TASKS FOR THIS EXERCISE >>
1. From the text on stachyose and fatty liver disease, reproduce the part that opens with the words containing "Metabolic dysfunction–associated steatotic" and closes with "the gut–liver axis.".
2. Translate this sentence from the stachyose text into Spanish: "In high-fat-diet mice, STA supplementation significantly reduced weight gain and liver lipid accumulation without altering food intake."

TEXT BLOCK >>
▬▬▬▬▬▬▬▬▬▬

February 09, 2026 Views:

Metabolic dysfunction–associated steatotic liver disease (MASLD) affects approximately 30% of the global population and can progress to fibrosis and liver cancer. With limited pharmaceutical options targeting its underlying biology, researchers have increasingly explored the gut–liver axis.


In a multi-institutional collaboration involving Qingdao University, the State Key Laboratory of Genome and Multi-omics Technologies at BGI-Research, the Yellow Sea Fisheries Research Institute, and the University of Copenhagen, scientists have identified a novel mechanism linking the prebiotic stachyose to improved liver metabolism. The study, published in Advanced Science, reveals how stachyose selectively enriches a commensal bacterium that functions as a vitamin B1 generator, initiating a metabolic cascade that reduces liver fat accumulation.

The study “The Gut Commensal Butyricimonas Virosa Modulates Gut Microbiota-Dependent Thiamine Metabolism and Attenuates Mouse Steatotic Liver Disease” was published in Advanced Science.


The research team focused on stachyose (STA), a natural tetrasaccharide in certain vegetables, to understand how it influences the gut microbiota. In high-fat-diet mice, STA supplementation significantly reduced weight gain and liver lipid accumulation without altering food intake. Metagenomic profiling revealed that STA selectively increased the abundance of Butyricimonas virosa rather than broadly reshaping the gut community. To validate this bacterium's role, the team administered B. virosa AM16-14 directly to mice on a high-fat diet. This targeted intervention improved insulin sensitivity, reduced hepatic steatosis, and alleviated inflammatory infiltration, establishing B. virosa as a key effector in mitigating metabolic dysfunction.

▬▬▬▬▬▬▬▬▬▬

INFORMATION SHOWN >>
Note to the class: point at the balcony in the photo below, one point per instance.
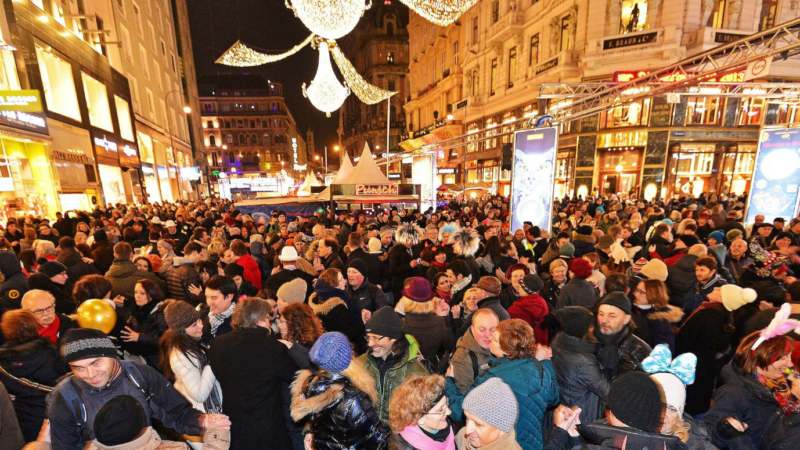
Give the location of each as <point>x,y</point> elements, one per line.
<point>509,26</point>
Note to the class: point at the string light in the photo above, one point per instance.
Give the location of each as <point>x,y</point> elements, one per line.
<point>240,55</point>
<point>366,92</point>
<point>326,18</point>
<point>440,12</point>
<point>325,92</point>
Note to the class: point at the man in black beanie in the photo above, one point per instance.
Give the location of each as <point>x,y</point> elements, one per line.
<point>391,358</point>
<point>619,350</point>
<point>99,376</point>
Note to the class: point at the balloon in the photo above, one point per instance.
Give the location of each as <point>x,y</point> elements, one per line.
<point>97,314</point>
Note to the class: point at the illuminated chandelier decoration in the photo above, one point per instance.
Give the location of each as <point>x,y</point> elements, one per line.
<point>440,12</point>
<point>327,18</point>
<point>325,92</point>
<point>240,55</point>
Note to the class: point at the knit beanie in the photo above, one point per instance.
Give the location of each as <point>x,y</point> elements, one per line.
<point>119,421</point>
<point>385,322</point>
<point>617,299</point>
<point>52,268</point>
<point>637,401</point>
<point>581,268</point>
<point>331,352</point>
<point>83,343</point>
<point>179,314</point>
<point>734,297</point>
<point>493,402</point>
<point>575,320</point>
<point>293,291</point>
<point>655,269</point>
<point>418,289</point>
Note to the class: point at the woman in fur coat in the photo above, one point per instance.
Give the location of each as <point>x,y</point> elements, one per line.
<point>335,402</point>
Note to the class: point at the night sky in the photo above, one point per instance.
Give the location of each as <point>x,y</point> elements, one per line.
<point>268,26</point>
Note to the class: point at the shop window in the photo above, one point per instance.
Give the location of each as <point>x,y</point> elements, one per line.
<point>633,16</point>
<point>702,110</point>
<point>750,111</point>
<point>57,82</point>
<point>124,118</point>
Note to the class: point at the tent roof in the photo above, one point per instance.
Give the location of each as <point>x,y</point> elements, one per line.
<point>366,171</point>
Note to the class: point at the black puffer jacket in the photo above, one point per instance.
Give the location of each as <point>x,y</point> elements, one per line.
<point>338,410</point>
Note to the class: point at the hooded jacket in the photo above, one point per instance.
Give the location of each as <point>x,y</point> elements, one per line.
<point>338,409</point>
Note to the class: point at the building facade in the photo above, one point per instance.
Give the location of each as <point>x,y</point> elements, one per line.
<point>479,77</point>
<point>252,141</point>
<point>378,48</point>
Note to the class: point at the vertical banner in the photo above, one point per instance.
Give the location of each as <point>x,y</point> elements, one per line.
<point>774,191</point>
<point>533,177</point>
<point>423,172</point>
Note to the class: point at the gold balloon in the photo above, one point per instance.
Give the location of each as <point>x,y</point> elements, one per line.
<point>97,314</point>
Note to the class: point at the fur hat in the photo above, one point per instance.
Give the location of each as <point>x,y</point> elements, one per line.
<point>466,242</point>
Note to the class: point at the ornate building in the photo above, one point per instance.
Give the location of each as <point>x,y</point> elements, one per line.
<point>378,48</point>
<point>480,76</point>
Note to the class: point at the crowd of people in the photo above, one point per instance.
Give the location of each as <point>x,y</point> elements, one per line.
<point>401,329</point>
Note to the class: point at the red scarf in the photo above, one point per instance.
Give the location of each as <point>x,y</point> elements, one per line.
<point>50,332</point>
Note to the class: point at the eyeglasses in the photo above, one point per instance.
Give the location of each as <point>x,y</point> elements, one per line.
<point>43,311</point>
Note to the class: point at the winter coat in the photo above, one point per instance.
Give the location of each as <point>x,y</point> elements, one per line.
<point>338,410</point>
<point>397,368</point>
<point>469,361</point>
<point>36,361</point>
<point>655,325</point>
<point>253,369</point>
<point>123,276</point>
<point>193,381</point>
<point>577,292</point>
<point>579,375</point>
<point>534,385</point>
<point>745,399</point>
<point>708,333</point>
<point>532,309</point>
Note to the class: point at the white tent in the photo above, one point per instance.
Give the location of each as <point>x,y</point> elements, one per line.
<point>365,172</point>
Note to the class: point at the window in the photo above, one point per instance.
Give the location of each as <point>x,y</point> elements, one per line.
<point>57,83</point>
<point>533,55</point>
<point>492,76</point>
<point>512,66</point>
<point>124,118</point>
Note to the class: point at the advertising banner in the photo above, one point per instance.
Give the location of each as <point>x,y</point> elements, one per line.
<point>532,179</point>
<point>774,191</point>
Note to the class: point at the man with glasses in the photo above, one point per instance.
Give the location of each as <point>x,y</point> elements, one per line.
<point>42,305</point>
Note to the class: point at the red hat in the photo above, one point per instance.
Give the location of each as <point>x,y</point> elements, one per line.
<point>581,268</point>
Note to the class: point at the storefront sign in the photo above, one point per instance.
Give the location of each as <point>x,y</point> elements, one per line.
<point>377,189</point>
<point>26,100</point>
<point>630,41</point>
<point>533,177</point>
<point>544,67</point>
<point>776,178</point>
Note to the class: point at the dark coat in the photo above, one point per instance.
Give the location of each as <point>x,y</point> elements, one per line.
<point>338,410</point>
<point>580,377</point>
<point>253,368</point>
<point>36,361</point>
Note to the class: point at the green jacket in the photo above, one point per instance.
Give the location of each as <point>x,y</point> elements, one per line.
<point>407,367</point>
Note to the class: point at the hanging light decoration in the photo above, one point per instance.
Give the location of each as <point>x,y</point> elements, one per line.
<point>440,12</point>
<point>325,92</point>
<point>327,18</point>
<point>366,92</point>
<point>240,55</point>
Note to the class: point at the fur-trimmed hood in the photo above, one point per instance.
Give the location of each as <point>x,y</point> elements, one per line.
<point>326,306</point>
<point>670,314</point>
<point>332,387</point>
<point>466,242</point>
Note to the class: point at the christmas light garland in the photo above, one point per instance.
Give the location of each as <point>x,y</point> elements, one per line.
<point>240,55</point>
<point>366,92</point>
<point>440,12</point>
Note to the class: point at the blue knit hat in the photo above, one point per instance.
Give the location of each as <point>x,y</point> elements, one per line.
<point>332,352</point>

▬▬▬▬▬▬▬▬▬▬

ANSWER SET >>
1.
Metabolic dysfunction–associated steatotic liver disease (MASLD) affects approximately 30% of the global population and can progress to fibrosis and liver cancer. With limited pharmaceutical options targeting its underlying biology, researchers have increasingly explored the gut–liver axis.

2. En ratones con una dieta alta en grasas, la suplementación con STA redujo significativamente el aumento de peso y la acumulación de lípidos en el hígado sin alterar la ingesta de alimentos.